### PROBLEM
How many lines in the records below contain "target"? Answer with the number alone.

Data extracted from a collection
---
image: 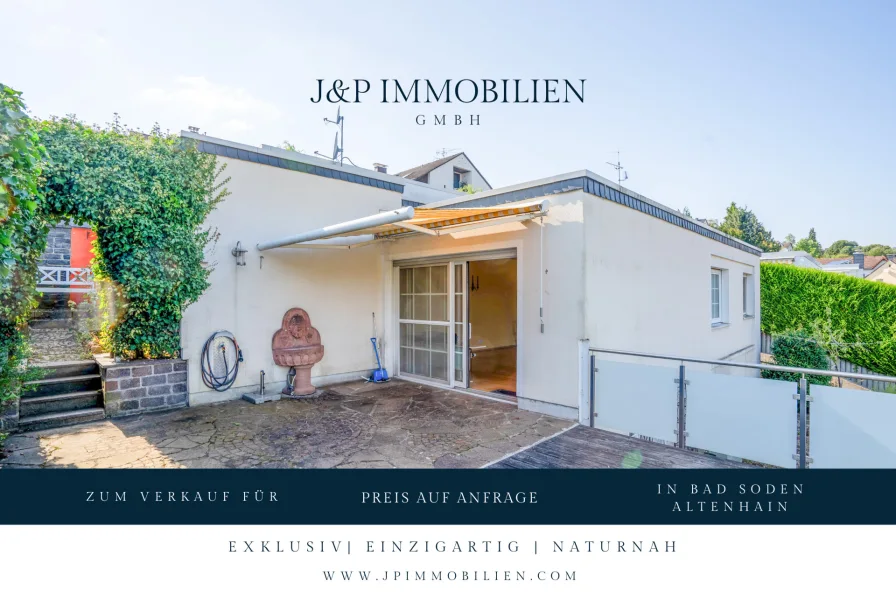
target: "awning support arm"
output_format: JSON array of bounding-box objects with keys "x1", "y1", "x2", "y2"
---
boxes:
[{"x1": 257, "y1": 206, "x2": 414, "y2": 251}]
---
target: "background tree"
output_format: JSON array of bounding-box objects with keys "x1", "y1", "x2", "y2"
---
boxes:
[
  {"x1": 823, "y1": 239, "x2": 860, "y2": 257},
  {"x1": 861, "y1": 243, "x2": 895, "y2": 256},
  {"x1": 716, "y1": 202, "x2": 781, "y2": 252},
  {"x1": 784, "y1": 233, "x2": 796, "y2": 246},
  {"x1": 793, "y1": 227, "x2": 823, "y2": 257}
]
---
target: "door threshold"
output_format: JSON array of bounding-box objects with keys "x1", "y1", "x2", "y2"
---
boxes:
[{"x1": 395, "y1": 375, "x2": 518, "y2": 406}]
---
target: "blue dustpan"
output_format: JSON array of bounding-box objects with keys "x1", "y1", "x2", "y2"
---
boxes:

### RESULT FOR THIS TASK
4